Hi,
I have been trying to get a simple kernel to multiply two arrays together, element wise. I can successfully perform the operation on a real array. However, when I make the arrays complex the subroutine fails. By redefining subroutine to perform the problem in terms of a loop of 1D row operations I can obtain the correct result. Furthermore, using directives one obtains the correct result
The attached code shows my implementation, and if anyone has suggestions as to where this is going wrong I would be very grateful.
module kernel_def
contains
attributes(global) subroutine multiplication_complex(c_dTemp, c_eTemp,c_fTemp, m,n)
integer, value :: n,m
integer :: ix,iy
complex,device :: c_dTemp(n,m),c_eTemp(n,m),c_fTemp(n,m)
!calculate the number of threads and blocks
ix = (blockIdx%x-1)*blockDim%x + threadIdx%x
iy = (blockIdx%y-1)*blockDim%y + threadIdx%y
c_fTemp(ix,iy+j)=c_dTemp(ix,iy+j)*c_eTemp(ix,iy+j)
end subroutine multiplication_complex
attributes(global) subroutine multiplication_real(r_dTemp, r_eTemp,r_fTemp, m,n)
____
> **PROBLEM SET**
A. In the forum post about the CUDA Fortran kernel, what happens when the arrays are made complex?
B. Carry on the forum post about the CUDA Fortran kernel from the point where it stops.
The lines that come next have no connection to the forum post about the CUDA Fortran kernel.

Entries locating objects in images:
____
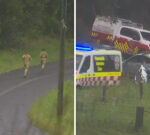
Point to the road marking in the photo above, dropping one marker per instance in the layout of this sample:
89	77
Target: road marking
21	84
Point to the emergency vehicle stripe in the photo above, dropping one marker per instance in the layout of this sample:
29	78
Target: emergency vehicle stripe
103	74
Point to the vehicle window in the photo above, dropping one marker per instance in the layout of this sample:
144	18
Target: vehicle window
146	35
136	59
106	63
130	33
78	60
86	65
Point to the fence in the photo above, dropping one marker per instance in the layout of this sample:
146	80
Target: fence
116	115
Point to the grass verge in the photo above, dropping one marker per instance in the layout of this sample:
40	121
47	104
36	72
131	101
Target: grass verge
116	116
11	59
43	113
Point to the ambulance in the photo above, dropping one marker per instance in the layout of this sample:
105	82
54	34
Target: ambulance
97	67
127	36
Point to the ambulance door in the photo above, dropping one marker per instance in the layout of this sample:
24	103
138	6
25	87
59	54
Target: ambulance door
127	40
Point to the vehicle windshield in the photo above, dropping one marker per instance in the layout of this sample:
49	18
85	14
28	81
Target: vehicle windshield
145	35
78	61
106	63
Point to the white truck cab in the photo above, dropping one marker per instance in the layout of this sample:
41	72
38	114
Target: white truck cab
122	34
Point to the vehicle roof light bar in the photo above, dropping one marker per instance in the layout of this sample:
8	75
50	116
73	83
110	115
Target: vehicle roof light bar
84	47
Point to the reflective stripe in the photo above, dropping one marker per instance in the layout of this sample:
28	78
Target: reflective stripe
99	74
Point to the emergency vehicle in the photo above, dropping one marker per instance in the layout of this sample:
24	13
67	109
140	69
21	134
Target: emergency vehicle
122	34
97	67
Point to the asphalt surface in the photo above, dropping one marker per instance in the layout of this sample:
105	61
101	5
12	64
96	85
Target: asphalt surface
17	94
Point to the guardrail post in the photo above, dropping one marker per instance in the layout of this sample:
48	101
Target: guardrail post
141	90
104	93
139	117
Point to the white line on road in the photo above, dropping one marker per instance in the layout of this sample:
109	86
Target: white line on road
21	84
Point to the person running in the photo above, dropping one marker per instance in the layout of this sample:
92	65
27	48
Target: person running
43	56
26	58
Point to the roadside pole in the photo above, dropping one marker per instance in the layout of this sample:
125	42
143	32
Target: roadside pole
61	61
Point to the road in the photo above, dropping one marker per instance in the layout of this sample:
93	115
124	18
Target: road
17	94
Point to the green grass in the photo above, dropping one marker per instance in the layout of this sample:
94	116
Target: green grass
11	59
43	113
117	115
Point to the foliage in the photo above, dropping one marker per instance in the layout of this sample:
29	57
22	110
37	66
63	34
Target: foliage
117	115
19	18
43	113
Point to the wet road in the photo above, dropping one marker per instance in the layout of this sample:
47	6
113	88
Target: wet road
____
> **EXERCISE ANSWERS**
A. The subroutine fails.

B.
integer, value :: n,m
integer :: ix,iy
real,device :: r_dTemp(n,m),r_eTemp(n,m),r_fTemp(n,m)
!calculate the number of threads and blocks
ix = (blockIdx%x-1)*blockDim%x + threadIdx%x
iy = (blockIdx%y-1)*blockDim%y + threadIdx%y
r_fTemp(ix,iy)=r_dTemp(ix,iy)*r_eTemp(ix,iy)
end subroutine multiplication_real
end module
program prog
use cudafor
use kernel_def
implicit none
integer :: n = 1024
integer :: tbp = 1024
integer :: i,j
real :: total
real, dimension (n,n) :: a,c
real, device, dimension(n,n) :: r_dTemp,r_eTemp,r_fTemp
complex, device, dimension(n,n) :: c_dTemp,c_eTemp,c_fTemp
complex, dimension(n,n) :: c_a
type(dim3) :: blocksize, gridsize
blocksize = dim3(n/tbp,n/tbp,1)
gridsize=dim3(ceiling(dfloat(n)/dfloat(blocksize%x)),ceiling(dfloat(n)/dfloat(blocksize%y)),1)
c_fTemp = cmplx(0.0,0.0)
c_dtemp = cmplx(25.0,0.0)
c_eTemp = cmplx(60.0,0.0)
r_fTemp = 0.0
r_dtemp = 25.0
r_eTemp = 60.0
call multiplication_complex<<<blocksize,gridsize>>>(c_dTemp,c_eTemp,c_fTemp, N,n)
c_a=c_fTemp
total=sum(c_a*conjg(c_a))
write(*,*) 'complex total ',total
!accelerator directives
!$acc region
c_fTemp=c_dTemp*c_eTemp
!$acc end region
c_a=c_fTemp
total=sum(c_a*conjg(c_a))
write(*,*) 'acc complex total',total
!real implementation
call multiplication_real<<<blocksize,gridsize>>>(r_dTemp,r_eTemp,r_fTemp, N,n)
c_a=c_fTemp
total=sum(c_a)
write(*,*) 'real total ',total
!accelerator directives
!$acc region
r_fTemp=r_dTemp*r_eTemp
!$acc end region
a=r_fTemp
total=sum(a)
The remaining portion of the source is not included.